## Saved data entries

▼▼▼

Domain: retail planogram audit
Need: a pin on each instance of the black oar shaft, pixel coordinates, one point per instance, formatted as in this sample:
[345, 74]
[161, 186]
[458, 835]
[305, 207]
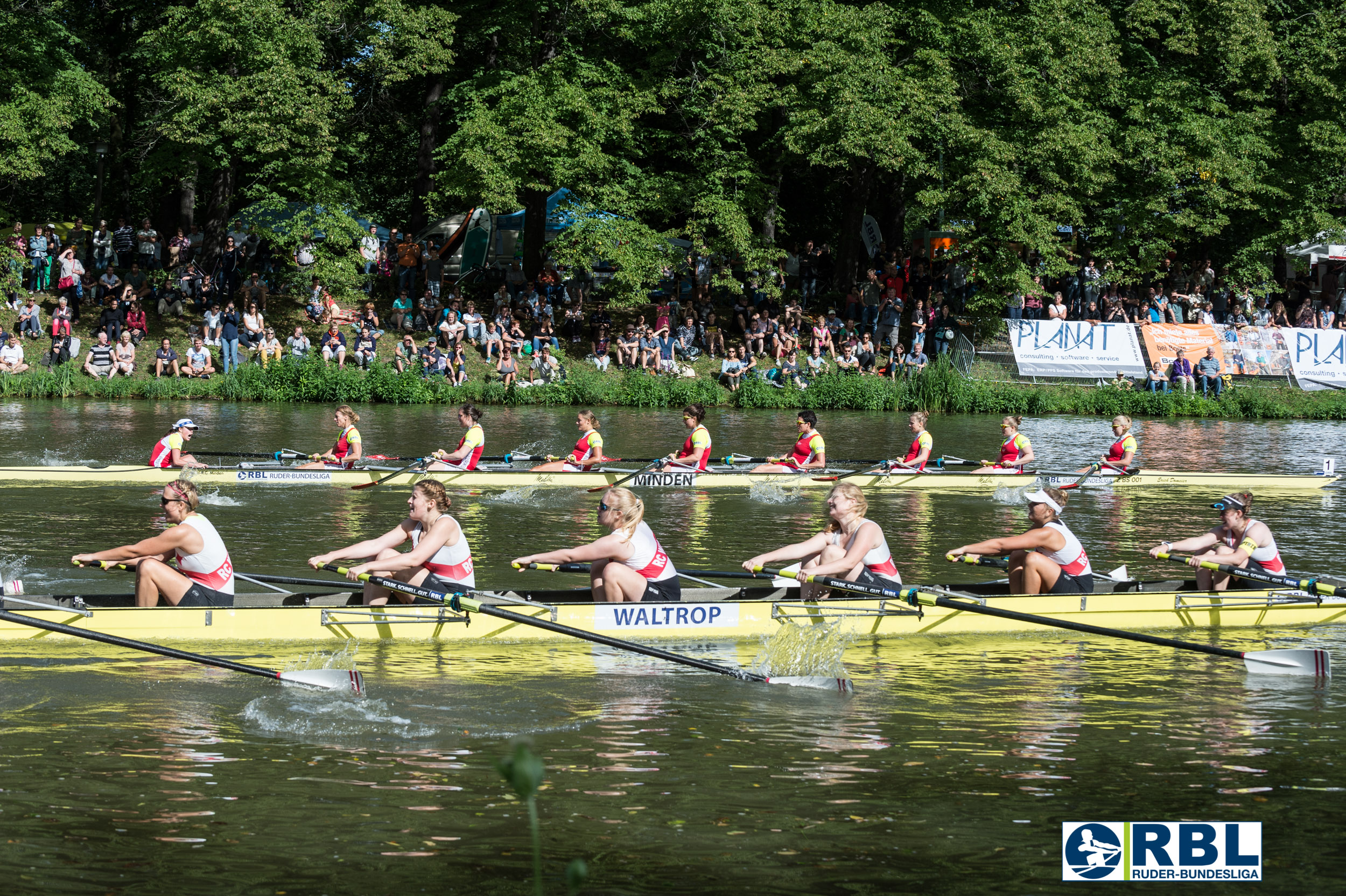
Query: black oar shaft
[559, 629]
[136, 645]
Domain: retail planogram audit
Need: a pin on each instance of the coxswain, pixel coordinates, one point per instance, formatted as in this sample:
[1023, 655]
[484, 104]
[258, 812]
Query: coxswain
[850, 548]
[469, 447]
[204, 576]
[809, 451]
[626, 565]
[348, 449]
[1045, 560]
[695, 452]
[167, 451]
[1123, 450]
[440, 557]
[1015, 451]
[1237, 541]
[587, 451]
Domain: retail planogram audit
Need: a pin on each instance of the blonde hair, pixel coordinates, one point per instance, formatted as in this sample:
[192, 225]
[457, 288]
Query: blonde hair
[854, 493]
[185, 490]
[434, 492]
[625, 502]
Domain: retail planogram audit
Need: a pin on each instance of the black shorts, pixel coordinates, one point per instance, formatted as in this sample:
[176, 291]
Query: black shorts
[663, 592]
[1068, 584]
[201, 597]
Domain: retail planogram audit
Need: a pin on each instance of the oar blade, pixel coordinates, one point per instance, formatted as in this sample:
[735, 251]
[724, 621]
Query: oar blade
[819, 682]
[342, 680]
[1290, 662]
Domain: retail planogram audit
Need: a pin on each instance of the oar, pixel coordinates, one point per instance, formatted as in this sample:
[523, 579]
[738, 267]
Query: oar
[999, 563]
[657, 460]
[1272, 662]
[380, 482]
[325, 678]
[1312, 586]
[461, 602]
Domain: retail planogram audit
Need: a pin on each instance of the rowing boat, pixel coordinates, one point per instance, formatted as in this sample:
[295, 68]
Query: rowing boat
[726, 614]
[504, 477]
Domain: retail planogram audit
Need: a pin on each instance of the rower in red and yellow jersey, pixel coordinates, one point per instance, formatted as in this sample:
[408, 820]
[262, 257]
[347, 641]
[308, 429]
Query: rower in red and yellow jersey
[809, 452]
[348, 449]
[167, 452]
[469, 447]
[696, 451]
[587, 452]
[1015, 451]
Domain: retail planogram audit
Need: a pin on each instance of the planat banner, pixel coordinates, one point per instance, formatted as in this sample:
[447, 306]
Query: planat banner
[1318, 358]
[1163, 342]
[1075, 349]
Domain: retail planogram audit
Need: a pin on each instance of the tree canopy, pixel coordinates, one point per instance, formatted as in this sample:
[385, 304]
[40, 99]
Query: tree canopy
[746, 127]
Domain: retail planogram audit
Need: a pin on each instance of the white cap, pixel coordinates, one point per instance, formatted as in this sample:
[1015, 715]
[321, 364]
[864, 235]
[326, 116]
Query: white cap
[1042, 498]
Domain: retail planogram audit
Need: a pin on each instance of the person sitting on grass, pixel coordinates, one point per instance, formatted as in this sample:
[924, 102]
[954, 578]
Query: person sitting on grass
[166, 360]
[334, 346]
[200, 363]
[99, 361]
[11, 357]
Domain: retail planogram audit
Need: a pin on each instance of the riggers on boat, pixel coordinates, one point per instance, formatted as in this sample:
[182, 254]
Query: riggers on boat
[722, 614]
[504, 477]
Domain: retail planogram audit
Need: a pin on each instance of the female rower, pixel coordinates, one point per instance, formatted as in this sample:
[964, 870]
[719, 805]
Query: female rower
[205, 575]
[1121, 452]
[629, 564]
[469, 447]
[850, 548]
[587, 451]
[809, 452]
[167, 451]
[1015, 451]
[348, 449]
[440, 557]
[696, 451]
[1045, 560]
[1237, 541]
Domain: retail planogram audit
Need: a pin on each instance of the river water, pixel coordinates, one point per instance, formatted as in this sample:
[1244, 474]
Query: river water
[949, 771]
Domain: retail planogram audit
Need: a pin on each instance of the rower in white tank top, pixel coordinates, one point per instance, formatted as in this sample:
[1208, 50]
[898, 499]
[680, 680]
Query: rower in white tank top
[451, 563]
[211, 567]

▲▲▲

## STATED GOAL
Put every line of the entries above into a JSON list of strings, one string per line, with blank lines dropped. Keep the pictures out of the list.

## EXERCISE RESPONSE
[
  "Domain: retail planogram audit",
  "Need: a pin on each instance of the black oar shaft, pixel coordinates, one point per instance, formatted as in this sample:",
  "[345, 74]",
  "[161, 186]",
  "[458, 835]",
  "[305, 207]",
  "Query: black oar shaft",
  "[559, 629]",
  "[136, 645]",
  "Domain: retail planogram audit",
  "Need: a pin on each instance of the coxswain, pixel coordinates, one point per instance, formatted as in this sample:",
  "[1023, 655]",
  "[484, 104]",
  "[258, 812]",
  "Query: coxswain",
  "[850, 548]",
  "[469, 447]",
  "[204, 576]",
  "[809, 451]",
  "[626, 565]",
  "[348, 449]",
  "[1045, 560]",
  "[695, 452]",
  "[167, 451]",
  "[1123, 450]",
  "[440, 557]",
  "[1015, 451]",
  "[1237, 541]",
  "[587, 451]",
  "Domain: retail planogram audit",
  "Need: a pin on each instance of the blonde hair, pixel coordinates, one point per instance, formatted as in this sample:",
  "[192, 225]",
  "[457, 288]",
  "Query: blonde hair",
  "[854, 493]",
  "[185, 490]",
  "[434, 492]",
  "[625, 502]",
  "Domain: retail planogram audit",
  "Need: a pin on each instance of the black shorts, pixel coordinates, one point per instance, formatted as in this sample:",
  "[176, 291]",
  "Query: black shorts",
  "[663, 592]",
  "[1068, 584]",
  "[201, 597]",
  "Domain: retail planogram audit",
  "Need: a pin on each instance of the oar blade, pixel coordinates, one point per instance, formatted as in this sample:",
  "[735, 251]",
  "[724, 621]",
  "Query: oar blade",
  "[819, 682]",
  "[342, 680]",
  "[1290, 662]",
  "Domain: retail planogram audit",
  "Need: a pin on each instance of the oar, pixel coordinates, one point per instance, formatted as in this sample:",
  "[523, 579]",
  "[738, 267]",
  "Query: oar",
  "[999, 563]",
  "[657, 460]",
  "[1272, 662]",
  "[380, 482]",
  "[325, 678]",
  "[1312, 586]",
  "[461, 602]",
  "Domain: retail planogram audit",
  "Need: a pin on each instance of the rowing boat, pixel coordinates, one point per instance, formatted as in this sample:",
  "[295, 68]",
  "Query: rowing boat",
  "[726, 614]",
  "[504, 477]",
  "Domain: retail planogram audit",
  "Need: a pin on each instance of the rower in red and yellow jersey, pixel coordinates, one point per instance, formatted as in this sample:",
  "[408, 820]",
  "[262, 257]",
  "[347, 641]",
  "[308, 429]",
  "Query: rower in red and yellow jersey",
  "[809, 452]",
  "[348, 449]",
  "[167, 452]",
  "[469, 447]",
  "[696, 451]",
  "[587, 452]",
  "[1015, 451]",
  "Domain: retail planogram audit",
  "Need: a pin on each instance of the planat banner, pixel coordinates, one point per instance, formatted as in this sample:",
  "[447, 306]",
  "Query: planat banner",
  "[1318, 358]",
  "[1163, 342]",
  "[1075, 349]",
  "Domain: retail planogram audit",
  "Need: a pin on each instance of the tree canopy, pixel coordinates, one point per instance, formatted as in this sample:",
  "[385, 304]",
  "[40, 99]",
  "Query: tree canopy",
  "[746, 127]",
  "Domain: retail planogram audit",
  "Need: a pin on each instance of the white cap, pixel coordinates, one point per instance, formatted as in this sample:",
  "[1015, 715]",
  "[321, 364]",
  "[864, 235]",
  "[326, 116]",
  "Query: white cap",
  "[1042, 498]",
  "Domain: retail planogram audit",
  "Need: a pin on each instance of the person sitting on grass, pixel coordinates, one point per instance, formatted as in this sample:",
  "[924, 102]",
  "[954, 578]",
  "Query: person sitting on grass",
  "[166, 360]",
  "[334, 346]",
  "[200, 363]",
  "[99, 361]",
  "[11, 357]",
  "Domain: retail planogram audit",
  "Need: a pin on each instance of the riggers on boat, pixel coordinates, one point per instance, formatted as in this sample:",
  "[182, 254]",
  "Query: riggers on boat",
  "[722, 614]",
  "[504, 477]",
  "Domain: retail planogram audit",
  "Need: a pin on each instance of the female rower, pixel coordinates, one point per instance, formatted as in this sample:",
  "[964, 870]",
  "[719, 805]",
  "Query: female rower",
  "[205, 575]",
  "[1121, 452]",
  "[629, 564]",
  "[469, 447]",
  "[850, 548]",
  "[587, 451]",
  "[809, 452]",
  "[167, 451]",
  "[1015, 451]",
  "[348, 449]",
  "[440, 557]",
  "[696, 451]",
  "[1045, 560]",
  "[1237, 541]",
  "Domain: retail planogram audit",
  "Need: a pin on each instance of the river water, pixel coordinates, one point per instance, formatted as in this sample:",
  "[1244, 474]",
  "Query: river water",
  "[949, 771]",
  "Domain: retail planogram audit",
  "Need: a pin on each instance of the rower in white tank top, pixel coordinates, one point per instance, formatted as in this sample:",
  "[1208, 50]",
  "[898, 499]",
  "[680, 680]",
  "Query: rower in white tank top",
  "[451, 563]",
  "[211, 567]"
]